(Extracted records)
┌──

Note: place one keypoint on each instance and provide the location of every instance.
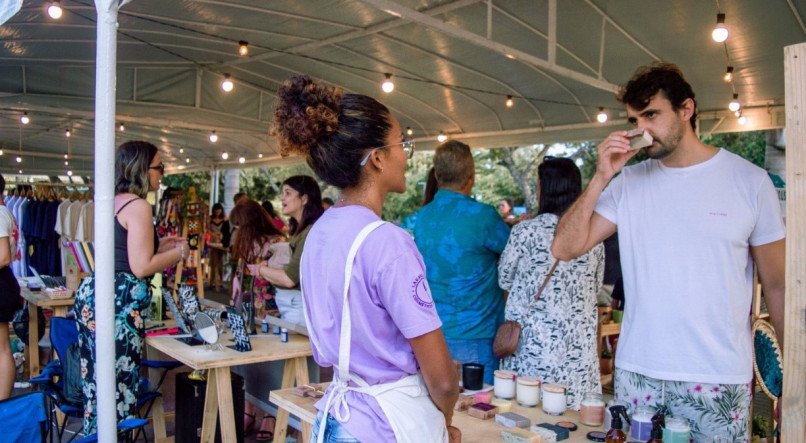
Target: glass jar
(504, 384)
(528, 391)
(553, 399)
(591, 410)
(677, 430)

└──

* **Directions for this task**: Restate each line of the records exactly; pictures do not belong in the copy.

* **Answer below**:
Note: place one keypoint on each instance and provide the location of every instance.
Target: glass jar
(504, 384)
(528, 391)
(553, 399)
(591, 410)
(677, 430)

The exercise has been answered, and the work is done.